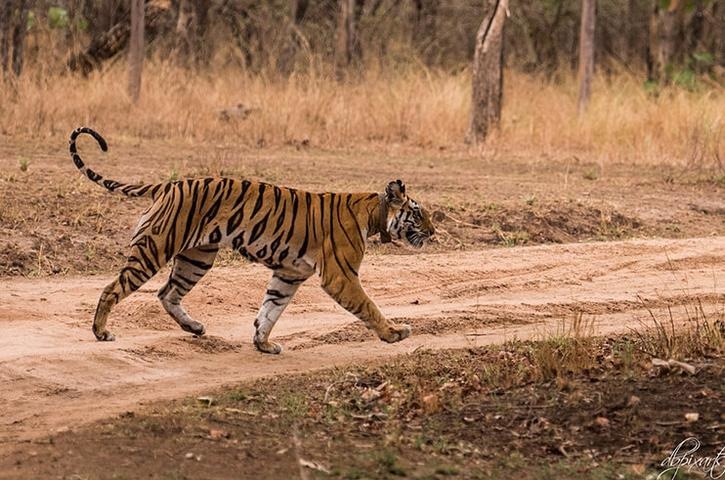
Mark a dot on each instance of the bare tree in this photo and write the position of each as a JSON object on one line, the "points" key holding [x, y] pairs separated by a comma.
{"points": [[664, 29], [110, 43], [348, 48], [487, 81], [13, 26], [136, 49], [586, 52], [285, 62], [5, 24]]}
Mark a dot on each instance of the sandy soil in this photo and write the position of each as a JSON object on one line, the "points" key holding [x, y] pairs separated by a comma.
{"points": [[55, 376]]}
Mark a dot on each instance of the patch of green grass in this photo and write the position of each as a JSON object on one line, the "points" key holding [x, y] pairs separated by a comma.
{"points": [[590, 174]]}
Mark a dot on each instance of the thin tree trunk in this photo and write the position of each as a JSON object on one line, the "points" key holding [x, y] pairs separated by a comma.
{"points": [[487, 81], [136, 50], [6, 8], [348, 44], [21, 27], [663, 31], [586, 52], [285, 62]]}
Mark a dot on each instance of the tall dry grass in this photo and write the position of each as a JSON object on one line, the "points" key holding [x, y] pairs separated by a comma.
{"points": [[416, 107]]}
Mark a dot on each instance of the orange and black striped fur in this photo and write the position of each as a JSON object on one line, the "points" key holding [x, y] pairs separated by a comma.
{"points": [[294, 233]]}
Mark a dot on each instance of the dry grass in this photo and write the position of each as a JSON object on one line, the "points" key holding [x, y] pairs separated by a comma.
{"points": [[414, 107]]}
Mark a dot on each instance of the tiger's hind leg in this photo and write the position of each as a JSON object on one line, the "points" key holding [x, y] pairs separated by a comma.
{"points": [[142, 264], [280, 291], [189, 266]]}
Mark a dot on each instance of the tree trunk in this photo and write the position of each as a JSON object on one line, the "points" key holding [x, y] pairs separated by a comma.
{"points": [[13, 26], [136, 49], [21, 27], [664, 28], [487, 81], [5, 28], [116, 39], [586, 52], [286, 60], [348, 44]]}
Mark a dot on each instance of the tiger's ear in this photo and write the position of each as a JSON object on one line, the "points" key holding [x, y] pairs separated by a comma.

...

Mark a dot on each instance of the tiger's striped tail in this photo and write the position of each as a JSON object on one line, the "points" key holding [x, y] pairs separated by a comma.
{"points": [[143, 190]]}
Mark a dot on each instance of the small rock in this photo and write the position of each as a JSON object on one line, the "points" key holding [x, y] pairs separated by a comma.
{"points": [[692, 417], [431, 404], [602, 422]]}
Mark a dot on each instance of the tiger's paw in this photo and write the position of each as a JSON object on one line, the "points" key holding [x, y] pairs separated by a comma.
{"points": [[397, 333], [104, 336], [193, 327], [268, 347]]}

#### Short task:
Copy the records verbatim, starting at the line containing "Mark a dot on each instance of the dry" and ending at the line containing "Mark a dot on each instance of the tiger's ear", including both of those lines.

#### Reply:
Mark a dot on each instance of the dry grass in this photo and write the position of each as a JSON object on one line, the "points" key holding [x, y] pairs separated by a comma.
{"points": [[414, 107]]}
Mark a dot on each instance of the tiger's hind leg in this photo and write the position of each as a JSON object on one line, the "points" key holding [x, y] pairs separated by a comma.
{"points": [[142, 264], [280, 291], [189, 266]]}
Mark a dot on each instance of the tree trunk in this photo and write the position of each as a JSON object on one line, the "points" key holding [x, y] pairs separated by a comma.
{"points": [[13, 26], [136, 49], [21, 27], [664, 28], [487, 81], [5, 28], [116, 39], [586, 52], [286, 60], [348, 44]]}
Mark a dot on each instance of the tiger's ear in this photo and write the position of each as a JSON object on one line, the "points" key holding [x, y] pairs separated by a comma.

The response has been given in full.